*** DATA IN THIS EXERCISE

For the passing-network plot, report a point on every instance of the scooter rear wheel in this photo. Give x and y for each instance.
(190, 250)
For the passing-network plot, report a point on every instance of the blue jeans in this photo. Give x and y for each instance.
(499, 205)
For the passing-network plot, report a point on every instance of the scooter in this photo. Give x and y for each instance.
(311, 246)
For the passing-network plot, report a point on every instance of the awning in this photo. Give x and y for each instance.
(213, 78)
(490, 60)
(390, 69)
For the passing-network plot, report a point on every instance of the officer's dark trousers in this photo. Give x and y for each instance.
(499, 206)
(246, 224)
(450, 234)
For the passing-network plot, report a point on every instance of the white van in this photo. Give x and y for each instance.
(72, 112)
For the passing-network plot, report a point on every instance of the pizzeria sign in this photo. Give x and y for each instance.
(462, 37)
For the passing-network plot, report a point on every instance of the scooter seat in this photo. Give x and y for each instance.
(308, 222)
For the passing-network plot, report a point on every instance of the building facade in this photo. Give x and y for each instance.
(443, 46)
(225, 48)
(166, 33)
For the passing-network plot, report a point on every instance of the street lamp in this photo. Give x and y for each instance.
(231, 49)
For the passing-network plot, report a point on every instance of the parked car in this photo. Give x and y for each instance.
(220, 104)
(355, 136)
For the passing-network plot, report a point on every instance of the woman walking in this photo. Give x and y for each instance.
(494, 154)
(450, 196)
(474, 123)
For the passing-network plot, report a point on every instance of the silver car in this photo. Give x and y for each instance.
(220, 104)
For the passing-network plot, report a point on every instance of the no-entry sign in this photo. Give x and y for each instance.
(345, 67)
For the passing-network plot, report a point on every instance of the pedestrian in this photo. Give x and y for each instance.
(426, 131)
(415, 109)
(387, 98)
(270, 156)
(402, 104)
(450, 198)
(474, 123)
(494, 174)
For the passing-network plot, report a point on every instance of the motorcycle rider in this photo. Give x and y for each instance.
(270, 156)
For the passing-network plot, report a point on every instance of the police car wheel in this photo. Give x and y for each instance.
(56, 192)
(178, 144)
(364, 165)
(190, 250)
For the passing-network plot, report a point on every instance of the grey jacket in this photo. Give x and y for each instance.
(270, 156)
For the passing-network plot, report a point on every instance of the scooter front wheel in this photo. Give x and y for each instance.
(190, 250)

******

**TASK STATEMENT**
Would you write out all of the data exactly as given?

**TASK SOLUTION**
For the passing-network plot, report a point on every instance of the scooter rear wheel in this photo. Give x and y for each instance.
(190, 250)
For the passing-network plot, report a point on every instance of the blue jeans in this photo. Give x and y for each instance.
(499, 205)
For the passing-network plot, report a point on every instance of the scooter in this photo. Give x and y for each instance.
(311, 246)
For the passing-network plot, report a point on every instance of the awning in this photo. Give x and y for each instance.
(213, 78)
(490, 60)
(390, 69)
For the passing-network plot, report a point on every instance of the officer's dark trousers in this photo. Give x and y for each instance.
(499, 206)
(246, 224)
(450, 234)
For the passing-network plot, report a point on every instance of the white van in this photo. Give x and y for each instance.
(72, 112)
For the passing-network plot, report a point on every instance of the pizzeria sign in this photo. Give x and y for each instance.
(462, 37)
For the passing-network plot, report a point on every instance of the scooter seat in this photo. Give x and y for each instance.
(308, 222)
For the passing-network plot, report a point on every instance of the building facade in this photo. Give x and y for each instance.
(443, 46)
(225, 48)
(166, 33)
For the passing-network plot, report a point on every instance of the street lamp in this photo. Give x and y for each instance.
(231, 49)
For the passing-network plot, report a point on every instance of the parked car in this photo. Give x and y for each instance.
(220, 104)
(355, 136)
For the passing-network plot, report a point on every instance of the woman walking in this photo. Give x and y for each instance.
(494, 154)
(450, 196)
(474, 123)
For the passing-network plot, report a point on every instance of the silver car in this photo. Give x and y for each instance.
(220, 104)
For the passing-network plot, report a point on every instance of the no-entry sign in this photo. Give x and y for each instance.
(345, 67)
For the passing-network plot, report a point on every instance of the pedestrian in this photo. Give x and y for each instance.
(426, 131)
(415, 109)
(387, 98)
(270, 156)
(402, 104)
(450, 198)
(474, 123)
(494, 174)
For the passing-network plot, report a point on every instance of the motorcycle rider in this photo. Give x and y for each instance.
(270, 156)
For the passing-network plot, report a point on every instance of the police car wheel in this photo. Give x and y for each instance.
(56, 192)
(178, 144)
(364, 165)
(190, 250)
For the passing-network plot, report a point on every instance of the grey jacket in this photo. Give x and y for each instance.
(270, 156)
For the passing-network plot, report a point on every instance of the scooter front wheel in this photo. Give x and y for each instance.
(190, 250)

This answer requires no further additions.